* [Exercise details] Copy the rows from the line with "# point at: white wall" to the line with "# point at: leather", switching "trousers" to "pants" and keeping everything else the same.
# Start of Source data
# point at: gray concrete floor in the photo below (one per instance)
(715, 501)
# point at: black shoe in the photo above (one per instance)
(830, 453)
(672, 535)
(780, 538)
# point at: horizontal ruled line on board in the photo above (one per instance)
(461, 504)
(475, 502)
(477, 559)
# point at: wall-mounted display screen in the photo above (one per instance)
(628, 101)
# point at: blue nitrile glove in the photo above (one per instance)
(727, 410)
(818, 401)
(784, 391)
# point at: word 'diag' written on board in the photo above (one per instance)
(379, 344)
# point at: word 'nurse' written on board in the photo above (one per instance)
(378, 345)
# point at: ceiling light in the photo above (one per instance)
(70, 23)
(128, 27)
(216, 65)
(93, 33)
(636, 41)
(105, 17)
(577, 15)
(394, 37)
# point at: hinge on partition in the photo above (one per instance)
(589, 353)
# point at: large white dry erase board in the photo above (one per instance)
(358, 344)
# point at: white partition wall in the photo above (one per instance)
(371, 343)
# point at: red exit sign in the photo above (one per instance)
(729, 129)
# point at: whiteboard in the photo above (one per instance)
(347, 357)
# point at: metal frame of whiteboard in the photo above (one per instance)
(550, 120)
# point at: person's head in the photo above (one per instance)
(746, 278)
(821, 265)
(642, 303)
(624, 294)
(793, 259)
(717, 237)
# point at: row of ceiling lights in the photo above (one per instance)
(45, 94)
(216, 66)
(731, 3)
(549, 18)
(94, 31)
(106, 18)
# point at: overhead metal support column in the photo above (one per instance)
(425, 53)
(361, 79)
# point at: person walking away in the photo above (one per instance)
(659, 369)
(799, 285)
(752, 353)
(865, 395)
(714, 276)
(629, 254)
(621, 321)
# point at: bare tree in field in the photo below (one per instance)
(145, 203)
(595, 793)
# End of Source data
# Start of Source data
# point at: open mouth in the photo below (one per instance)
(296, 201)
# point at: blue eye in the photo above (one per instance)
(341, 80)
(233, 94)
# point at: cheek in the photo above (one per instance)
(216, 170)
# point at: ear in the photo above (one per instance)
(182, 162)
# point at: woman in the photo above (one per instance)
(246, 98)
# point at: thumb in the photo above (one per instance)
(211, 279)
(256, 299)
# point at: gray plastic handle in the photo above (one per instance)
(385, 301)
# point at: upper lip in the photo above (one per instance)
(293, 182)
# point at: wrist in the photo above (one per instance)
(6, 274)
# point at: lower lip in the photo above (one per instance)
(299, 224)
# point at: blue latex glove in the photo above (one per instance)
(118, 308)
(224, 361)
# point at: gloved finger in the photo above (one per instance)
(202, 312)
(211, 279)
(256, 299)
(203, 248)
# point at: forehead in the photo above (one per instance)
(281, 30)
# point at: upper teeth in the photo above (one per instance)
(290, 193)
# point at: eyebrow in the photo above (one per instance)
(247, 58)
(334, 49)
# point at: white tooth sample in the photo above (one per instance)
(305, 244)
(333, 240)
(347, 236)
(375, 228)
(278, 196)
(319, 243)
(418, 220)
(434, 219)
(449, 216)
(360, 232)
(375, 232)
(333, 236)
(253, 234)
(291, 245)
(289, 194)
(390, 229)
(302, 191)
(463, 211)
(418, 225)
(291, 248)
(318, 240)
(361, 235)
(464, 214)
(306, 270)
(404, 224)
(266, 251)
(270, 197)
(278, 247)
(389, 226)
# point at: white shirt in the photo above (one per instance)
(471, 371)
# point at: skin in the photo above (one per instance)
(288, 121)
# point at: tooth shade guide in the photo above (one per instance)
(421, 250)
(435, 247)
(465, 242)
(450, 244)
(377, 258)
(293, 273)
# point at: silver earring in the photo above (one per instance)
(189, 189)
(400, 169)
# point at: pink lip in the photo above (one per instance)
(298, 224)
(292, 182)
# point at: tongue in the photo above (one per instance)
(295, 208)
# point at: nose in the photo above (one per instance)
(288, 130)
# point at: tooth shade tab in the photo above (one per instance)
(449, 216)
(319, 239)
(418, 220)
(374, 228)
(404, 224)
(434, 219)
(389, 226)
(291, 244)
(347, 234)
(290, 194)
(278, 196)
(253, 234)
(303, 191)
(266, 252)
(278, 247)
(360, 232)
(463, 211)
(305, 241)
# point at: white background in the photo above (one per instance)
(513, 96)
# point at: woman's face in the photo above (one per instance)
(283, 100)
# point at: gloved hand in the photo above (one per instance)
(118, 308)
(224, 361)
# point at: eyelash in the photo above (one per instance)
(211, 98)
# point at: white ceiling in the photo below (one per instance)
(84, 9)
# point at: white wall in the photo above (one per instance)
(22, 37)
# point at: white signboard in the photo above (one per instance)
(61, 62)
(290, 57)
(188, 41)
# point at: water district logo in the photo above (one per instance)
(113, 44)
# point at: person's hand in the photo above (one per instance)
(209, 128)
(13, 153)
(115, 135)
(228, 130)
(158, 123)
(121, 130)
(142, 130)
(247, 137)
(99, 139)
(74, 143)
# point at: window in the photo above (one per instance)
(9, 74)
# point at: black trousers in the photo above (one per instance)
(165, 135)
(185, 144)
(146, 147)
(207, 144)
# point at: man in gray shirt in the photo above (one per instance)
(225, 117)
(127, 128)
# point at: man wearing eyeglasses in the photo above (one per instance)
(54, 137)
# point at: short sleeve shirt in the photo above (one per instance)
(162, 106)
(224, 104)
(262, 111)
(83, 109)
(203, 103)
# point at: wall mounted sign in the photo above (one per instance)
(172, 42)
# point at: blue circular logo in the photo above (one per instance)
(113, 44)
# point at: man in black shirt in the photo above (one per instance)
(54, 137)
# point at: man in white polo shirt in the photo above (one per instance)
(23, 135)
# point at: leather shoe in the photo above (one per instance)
# End of Source data
* [Answer to the task]
# point at: white wall in the photo above (one per instance)
(22, 37)
# point at: white signboard in the photo above (one per instance)
(61, 62)
(290, 57)
(188, 41)
# point at: water district logo in the photo above (one per instance)
(113, 44)
# point at: person's hand in the photo above (one per instance)
(209, 128)
(13, 153)
(115, 135)
(228, 130)
(158, 123)
(121, 130)
(142, 130)
(247, 137)
(99, 139)
(74, 143)
# point at: window in the photo above (one per instance)
(9, 74)
# point at: black pants in the photo above (one per instance)
(165, 135)
(185, 144)
(146, 147)
(207, 144)
# point at: man in gray shirt in the photo above (one per instance)
(225, 117)
(127, 128)
# point at: man wearing eyeglasses in the photo above (one per instance)
(54, 137)
# point at: short sleeve shirt in the photo above (one per instance)
(162, 106)
(224, 104)
(262, 111)
(83, 109)
(203, 103)
# point at: wall mounted sign in the photo above (one per instance)
(172, 42)
# point at: blue circular logo in the photo above (one per instance)
(113, 44)
# point at: man in black shirt in the photo above (one per instance)
(54, 137)
# point at: man in white polo shirt in the photo above (one per instance)
(23, 135)
# point at: leather shoe in the photo above (one per instance)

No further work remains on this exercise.